Content Validation in JCR - jackrabbit

We are evaluating a few technologies to build a repository of WSDLs, and XSDs used within our organization. One of the options we have is to use Apache JackRabbit, that implements JCR 1.0 and 2.0. It almost meets our expectations on uploading contents, authentication and versioning. However, we are also planning to upload several pieces of metadata (e.g., createdBy,lastModifiedBy,lastModifiedTime, etc.) with the WSDLs and XSDs to the repository. We have read through several of the posts on StackOverflow, JCR specs and wiki pages in the JackRabbit's website, but did not quite understand - how the metadata that we are uploading can be validated ? For example, if we upload the metadata as an XML -formated content, we want the repository to validate the XML against an XML schema.
In terms of the JCR API, is there a way to enable validation of XML while importing the XML content through Session.importXML ?

As Randall says, the JCR API doesn't provide hooks to validate content while you're storing it.
One common pattern is to upload data to an intermediate location in the JCR tree, say /incoming, and have JCR observers watch this incoming data, validate it and move it to its final location if valid.
Another option is to use Apache Sling [1] which provides an OSGi-based scriptable application layer on top of a JCR repository. With Sling you can intercept HTTP POST requests, for example, to validate data before storing it.

RAW DATA:
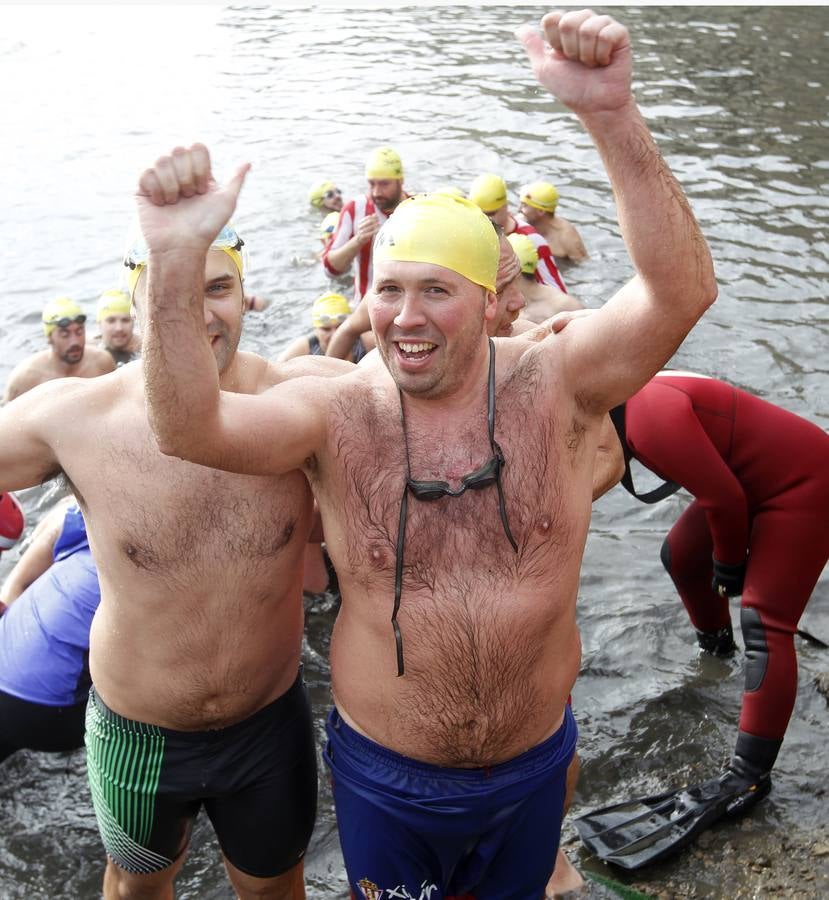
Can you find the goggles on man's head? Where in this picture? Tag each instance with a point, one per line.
(64, 321)
(323, 320)
(227, 239)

WRITTEN TASK 1: Using the Jackrabbit thread, explain in one to three sentences why the reply suggests first uploading data to an intermediate spot such as /incoming.
WRITTEN TASK 2: Extend the thread on validating content in Jackrabbit, picking up right after its last sentence.

WRITTEN ANSWER 1: The JCR API gives no hooks for checking content while it is being stored. Putting new data under /incoming lets JCR observers watch it, validate it, and move it to its final location only if it is valid.

WRITTEN ANSWER 2:
[1] http://sling.apache.org

You might try looking at ModeShape. It's also an open source (LGPL-licensed) JCR implementation, but it has the notion of 'sequencers' that automatically derives information from the uploaded files and stores that information as structured content (e.g., subgraphs of nodes and properties) in the repository, where it can be searched, queried, and accessed like any other repository content. ModeShape has quite a few sequences already, but doesn't yet have WSDL or XSD sequencers (they're scheduled to appear within the next release, around the end of May 2011).
I'm the project lead for ModeShape, and I too am using it for storage of WSDL and XSD files (as well as other file formats). In fact, we're using JCR repositories to store all kinds of structured metadata.
As you mention, JCR does provide a way to import content, but the XML files that are imported are of one of two formats defined by the JCR specification (system view and document view). The System View XML format uses JCR-specific elements and attributes, whereas the Document View maps elements into nodes and attributes into properties (its actually a bit more nuanced). And because this import process will result in additional repository content (nodes and properties), JCR repositories do validate this structure using JCR's node type mechanism.
Here's an example of an XML file in Document View format:
<?xml version="1.0" encoding="UTF-8"?>
<Hybrid xmlns:car="http://www.modeshape.org/examples/cars/1.0"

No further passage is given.